Data:
- Opening Delimiter -
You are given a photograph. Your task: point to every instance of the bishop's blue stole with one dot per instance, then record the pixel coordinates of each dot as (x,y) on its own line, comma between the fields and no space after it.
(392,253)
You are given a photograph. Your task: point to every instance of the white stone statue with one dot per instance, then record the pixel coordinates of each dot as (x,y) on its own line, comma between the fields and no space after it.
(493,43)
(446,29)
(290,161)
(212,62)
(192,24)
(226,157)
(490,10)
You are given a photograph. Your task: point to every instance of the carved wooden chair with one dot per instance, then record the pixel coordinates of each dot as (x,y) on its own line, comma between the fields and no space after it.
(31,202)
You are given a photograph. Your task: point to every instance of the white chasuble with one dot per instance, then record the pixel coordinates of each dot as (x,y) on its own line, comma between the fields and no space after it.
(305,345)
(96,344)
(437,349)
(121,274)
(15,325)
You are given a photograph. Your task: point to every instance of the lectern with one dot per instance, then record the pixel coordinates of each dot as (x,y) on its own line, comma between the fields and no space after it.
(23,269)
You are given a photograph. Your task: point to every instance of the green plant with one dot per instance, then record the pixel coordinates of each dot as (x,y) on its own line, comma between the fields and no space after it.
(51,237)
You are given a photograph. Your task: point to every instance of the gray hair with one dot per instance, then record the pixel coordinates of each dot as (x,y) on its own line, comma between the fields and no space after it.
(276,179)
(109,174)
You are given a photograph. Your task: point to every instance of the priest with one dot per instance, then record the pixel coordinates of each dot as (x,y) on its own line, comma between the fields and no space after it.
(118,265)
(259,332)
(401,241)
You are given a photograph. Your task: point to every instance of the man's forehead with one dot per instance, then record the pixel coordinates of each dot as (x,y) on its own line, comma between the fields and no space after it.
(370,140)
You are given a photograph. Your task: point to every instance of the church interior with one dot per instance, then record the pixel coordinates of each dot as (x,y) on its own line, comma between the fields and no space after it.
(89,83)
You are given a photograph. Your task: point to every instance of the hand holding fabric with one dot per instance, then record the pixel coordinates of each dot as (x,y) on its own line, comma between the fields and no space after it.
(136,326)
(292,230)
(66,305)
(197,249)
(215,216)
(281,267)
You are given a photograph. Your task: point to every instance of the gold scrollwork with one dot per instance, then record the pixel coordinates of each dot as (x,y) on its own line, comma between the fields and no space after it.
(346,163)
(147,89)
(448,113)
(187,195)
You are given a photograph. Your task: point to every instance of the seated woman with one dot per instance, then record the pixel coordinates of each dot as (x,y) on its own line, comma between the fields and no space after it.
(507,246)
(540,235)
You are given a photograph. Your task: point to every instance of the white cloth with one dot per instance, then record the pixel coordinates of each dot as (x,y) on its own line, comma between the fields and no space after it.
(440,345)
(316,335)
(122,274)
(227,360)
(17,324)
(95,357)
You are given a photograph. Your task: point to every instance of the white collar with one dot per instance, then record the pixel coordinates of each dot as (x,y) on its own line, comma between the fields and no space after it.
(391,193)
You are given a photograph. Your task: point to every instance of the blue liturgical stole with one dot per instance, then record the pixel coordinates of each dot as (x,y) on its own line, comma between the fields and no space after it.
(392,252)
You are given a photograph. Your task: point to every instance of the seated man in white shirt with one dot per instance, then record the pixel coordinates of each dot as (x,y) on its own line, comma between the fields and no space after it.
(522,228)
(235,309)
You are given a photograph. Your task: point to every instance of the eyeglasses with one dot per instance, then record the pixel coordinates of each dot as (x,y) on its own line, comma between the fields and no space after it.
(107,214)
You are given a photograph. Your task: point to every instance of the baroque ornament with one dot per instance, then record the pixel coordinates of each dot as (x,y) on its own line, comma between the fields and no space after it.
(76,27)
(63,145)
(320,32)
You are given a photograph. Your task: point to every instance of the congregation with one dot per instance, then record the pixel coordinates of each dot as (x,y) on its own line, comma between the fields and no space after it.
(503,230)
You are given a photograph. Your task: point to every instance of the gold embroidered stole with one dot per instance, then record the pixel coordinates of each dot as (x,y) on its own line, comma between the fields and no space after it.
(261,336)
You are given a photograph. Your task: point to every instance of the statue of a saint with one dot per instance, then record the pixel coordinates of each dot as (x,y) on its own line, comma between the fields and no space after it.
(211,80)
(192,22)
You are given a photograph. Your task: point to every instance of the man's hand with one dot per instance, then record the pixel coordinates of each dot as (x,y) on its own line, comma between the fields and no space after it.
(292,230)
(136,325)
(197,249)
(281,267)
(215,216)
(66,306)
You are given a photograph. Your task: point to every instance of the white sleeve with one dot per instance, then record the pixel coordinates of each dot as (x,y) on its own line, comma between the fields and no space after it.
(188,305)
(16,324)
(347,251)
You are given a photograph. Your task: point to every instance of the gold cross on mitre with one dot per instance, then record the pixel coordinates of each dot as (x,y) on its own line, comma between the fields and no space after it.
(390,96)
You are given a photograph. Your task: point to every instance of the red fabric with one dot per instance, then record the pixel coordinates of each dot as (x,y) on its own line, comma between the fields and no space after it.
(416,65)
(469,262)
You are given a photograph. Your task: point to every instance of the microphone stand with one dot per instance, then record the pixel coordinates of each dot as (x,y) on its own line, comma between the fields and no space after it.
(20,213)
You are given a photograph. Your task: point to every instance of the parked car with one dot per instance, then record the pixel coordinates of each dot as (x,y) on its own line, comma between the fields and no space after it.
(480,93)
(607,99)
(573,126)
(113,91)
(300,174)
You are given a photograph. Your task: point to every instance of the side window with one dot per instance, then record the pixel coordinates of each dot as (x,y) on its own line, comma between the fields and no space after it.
- Closing Delimiter -
Copy down the whole of the data above, matching it exactly.

Solution to this exercise:
You are given a photograph. Your task: point to every instance of the bishop's blue stole with one dot per instance, then record the pixel coordinates of each dot as (x,y) on its own line, comma between the fields and no space after it.
(392,253)
You are given a photograph. Your task: point to every instance of the white stone statue with one dot per instance, then record the pixel coordinates of each dot as (x,y) on its own line, comma between the fields and no space after it.
(493,43)
(446,29)
(290,161)
(212,62)
(192,24)
(226,157)
(490,10)
You are given a photograph. Your task: point to every instance of the carved wooden chair with one dot per instance, then record the pixel coordinates of each dot as (x,y) on its own line, comma between the fields and no space after it.
(31,202)
You are given a photograph. Your task: point to every instance of the white chasuble with one dot per instance, then record the pixel coordinates of each dot as (x,y) on its own line, comma between the fields and no space after it.
(305,345)
(96,344)
(437,349)
(121,274)
(15,325)
You are given a photograph. Your task: point to every instance of the lectern with one dot per instance, then record the pixel coordinates of each dot as (x,y) on its own line, comma between the fields and no space after it.
(23,269)
You are given a photograph. Your task: point to every instance of the green plant with one dot per instance, then record the pixel coordinates of each dot as (x,y) on its own line, comma between the fields and no space after it.
(51,237)
You are given a photograph. Your task: point to every instance of the gray hair with one dot per instance, then record the pixel coordinates of each dot as (x,y) on its own line, comma between the fields and no space after it.
(276,179)
(109,174)
You are given a photograph. Your task: point to every instance of the priest with one dot per instance, then record the pixel coordinates of each dot as (x,y) on its own line, comma between the fields and no space after it.
(118,265)
(259,332)
(401,241)
You are given a photograph. Your task: point to every instance of the man's forehead with one dot per instance, then record the pixel coordinates of each dot as (x,y) on its own line, comma between the fields and no space after it.
(370,140)
You are given a photograph. Your task: point to every instance of the church interior with one dot per instance, then record the pixel coordinates of each dot as (x,y) on its own line, comma between the fields and no space after it.
(89,83)
You are given a photograph. Your task: point to every instance of the hand holding fabric with one dot per instance, then record the pixel coordinates of each dot as (x,y) on its own line, comma between the fields and no space after it.
(136,326)
(292,230)
(66,305)
(197,249)
(215,216)
(281,267)
You are given a photograph. Your task: point to every instance of the gold scrollwork with one dot per instance, then record the pixel coordinates of each dot as (x,y) on its own line, comma between the fields and no space after it.
(346,163)
(147,89)
(448,113)
(187,195)
You are given a photograph. Your task: point to every instance of the seated woman with one dot per instance, then record the pixel coordinates of each dot as (x,y) on its own line, comma between the fields and no space after it.
(507,246)
(540,235)
You are given a photograph. Your task: point to every instance of the white cloth with one dot per instance, then record the pixel coordinates of each dot as (x,y) on its own line, comma between the fields and no space after it.
(440,345)
(316,335)
(122,274)
(227,360)
(17,324)
(95,357)
You are given a photograph. Your task: point to every instance of the white collar with one dot per instance, then record the pixel coordinates of each dot as (x,y) on its own line, comma between the fields and no space after it.
(391,193)
You are given a photograph. Your task: point to every instance of the blue liturgical stole with one dot per instance, then record the pixel coordinates of each dot as (x,y) on its own line, comma between the fields and no space after it.
(392,252)
You are given a photograph. Your task: point to every instance of the seated man in white shirt with one dot per instance, then record the pixel coordinates of each dot as (x,y) on its own line, comma between the fields and no space after it.
(522,228)
(235,309)
You are given a photograph. Your task: point to every instance of the eyeglasses with one dot per instance, then record the pixel coordinates of each dot as (x,y) on its own line, comma between the fields and no space after it.
(107,214)
You are given a photograph. Your task: point to every instance of the baroque ornament with one dot per instance, then record the pixel coordinates of each dot as (x,y) on its own line, comma between the fields and no space after it.
(76,27)
(63,145)
(320,32)
You are given a photograph. Your task: point to every instance of the congregation with one dot per instance, then record the pixel coordinates of each dot as (x,y) on its own line, comma between the fields and no space after it.
(503,230)
You are given a photograph. Your task: point to every instance of the gold embroidered stole with one dot per instance, then record the pixel coordinates of each dot as (x,y) on its own line, comma between the fields and no space after it.
(261,336)
You are given a photograph. Your task: point to every instance of the statue of a saint with one dot per instance, then record the pixel coordinates of each dot as (x,y) on its own line, comma between the fields and no space after it.
(211,80)
(192,22)
You are given a photograph. Your task: point to every instance of the man's hand with one dot per instance, then record the pixel coordinates of each dot as (x,y) on its own line, comma between the fields and no space after it.
(292,230)
(136,325)
(197,249)
(281,267)
(215,216)
(66,306)
You are given a photograph. Your task: point to every instance of the white sleeve with one dot per instance, then record the pixel coordinates of each dot as (x,y) on its own line, comma between the fields and no space after it.
(188,305)
(16,324)
(347,251)
You are given a photograph. Your task: point to every instance of the gold cross on mitre with one dot per instance, then record the pixel coordinates of each dot as (x,y) on its own line, comma between the fields and no space after it.
(390,96)
You are given a photograph. Your task: point to every instance of the red fabric with one dot per instance, then record the pixel coordinates of each dot as (x,y) on its own line, comma between the fields and no space after it.
(416,65)
(469,262)
You are given a photograph. Your task: point to every instance of the microphone stand with one dot per instance, then record the pixel coordinates of each dot as (x,y) on its own line, comma between the fields and no space after it.
(20,213)
You are given a photograph. Your task: point to every instance of the parked car with one dot per instance, then record the pixel coordinates of each dot as (x,y) on its own line, comma between the fields and no space after it.
(480,93)
(607,99)
(573,126)
(113,91)
(300,174)
You are given a photograph. Your task: point to every instance of the side window with one dot per instance, then record the pixel coordinates of each dot as (x,y) on its own line, comma between the fields and no space after it.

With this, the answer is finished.